→ **Provided passage**
○ ○ ○
# Is Big Boy a Bearded Collie



## palmer (Mar 12, 2010)

This is Palmer a.k.a. "Big Boy" a.k.a. "Handsome", a.k.a. "Big and Handsome" (you get the idea...). My girlfriend and I recently met a bearded collie while out and about, and we couldn't help but notice a striking resemblance in the face and in his mannerisms. What do you think?


----------



## LittleFr0g (Jun 11, 2007)

Doesn't look like a Bearded Collie to me. Maybe a mix at most, but I really don't see Bearded Collie. He looks more like a Schnauzer mix to me.


----------



## palmer (Mar 12, 2010)

We definitely have thought there was some Schnauzer in him, but the resemblance lies in his snout. Very simililar to the collie we met. Here's a picture of a collie mix that also has the face I recognize.
○ ○ ○
→ **Information**
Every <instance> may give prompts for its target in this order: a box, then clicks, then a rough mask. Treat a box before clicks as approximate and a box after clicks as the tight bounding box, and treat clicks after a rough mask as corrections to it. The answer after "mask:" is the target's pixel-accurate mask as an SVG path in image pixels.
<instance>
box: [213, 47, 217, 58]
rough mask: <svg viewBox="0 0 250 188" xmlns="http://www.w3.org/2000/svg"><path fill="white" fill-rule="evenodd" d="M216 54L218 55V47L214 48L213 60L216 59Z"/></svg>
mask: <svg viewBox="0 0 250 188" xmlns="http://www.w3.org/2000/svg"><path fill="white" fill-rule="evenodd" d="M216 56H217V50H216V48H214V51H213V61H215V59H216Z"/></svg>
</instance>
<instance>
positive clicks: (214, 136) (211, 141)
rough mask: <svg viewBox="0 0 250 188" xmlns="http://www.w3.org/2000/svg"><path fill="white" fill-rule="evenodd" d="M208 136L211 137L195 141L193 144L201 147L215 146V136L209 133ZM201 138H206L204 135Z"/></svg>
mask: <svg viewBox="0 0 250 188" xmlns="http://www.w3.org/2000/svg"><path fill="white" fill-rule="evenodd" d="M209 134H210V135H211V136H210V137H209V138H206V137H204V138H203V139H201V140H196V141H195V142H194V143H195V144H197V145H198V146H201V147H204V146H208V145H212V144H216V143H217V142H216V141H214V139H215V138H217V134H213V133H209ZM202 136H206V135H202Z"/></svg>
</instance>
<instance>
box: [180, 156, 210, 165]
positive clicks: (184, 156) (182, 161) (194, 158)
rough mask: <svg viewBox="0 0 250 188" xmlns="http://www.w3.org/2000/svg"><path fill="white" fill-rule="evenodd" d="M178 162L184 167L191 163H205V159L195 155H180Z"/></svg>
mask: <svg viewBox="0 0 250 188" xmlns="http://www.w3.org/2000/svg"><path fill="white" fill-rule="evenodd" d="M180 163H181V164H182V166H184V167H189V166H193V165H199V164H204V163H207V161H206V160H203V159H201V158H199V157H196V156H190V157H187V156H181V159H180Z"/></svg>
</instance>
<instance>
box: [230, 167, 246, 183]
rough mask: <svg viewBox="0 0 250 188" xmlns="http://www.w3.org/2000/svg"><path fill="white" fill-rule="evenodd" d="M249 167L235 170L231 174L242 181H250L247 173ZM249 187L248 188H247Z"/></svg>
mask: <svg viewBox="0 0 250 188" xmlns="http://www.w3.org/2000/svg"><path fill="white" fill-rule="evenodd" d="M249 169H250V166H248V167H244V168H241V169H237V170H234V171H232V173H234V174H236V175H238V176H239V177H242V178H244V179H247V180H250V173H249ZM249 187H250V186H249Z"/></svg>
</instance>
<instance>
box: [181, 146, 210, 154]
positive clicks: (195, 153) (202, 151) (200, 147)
○ ○ ○
→ **Work instruction 1**
Answer these questions using the Bearded Collie thread.
(a) In the first post, who does the poster say was along when they met a bearded collie?
(b) According to LittleFr0g, what does the dog look more like?
(c) In palmer's second post, which feature is said to hold the resemblance?
→ **Work instruction 2**
Reproduce word for word the part of the Bearded Collie thread starting with "This is Palmer" and going on through "(Jun 11, 2007)".

→ **Task result 1**
(a) The poster's girlfriend.
(b) A Schnauzer mix.
(c) His snout.

→ **Task result 2**
This is Palmer a.k.a. "Big Boy" a.k.a. "Handsome", a.k.a. "Big and Handsome" (you get the idea...). My girlfriend and I recently met a bearded collie while out and about, and we couldn't help but notice a striking resemblance in the face and in his mannerisms. What do you think?


----------



## LittleFr0g (Jun 11, 2007)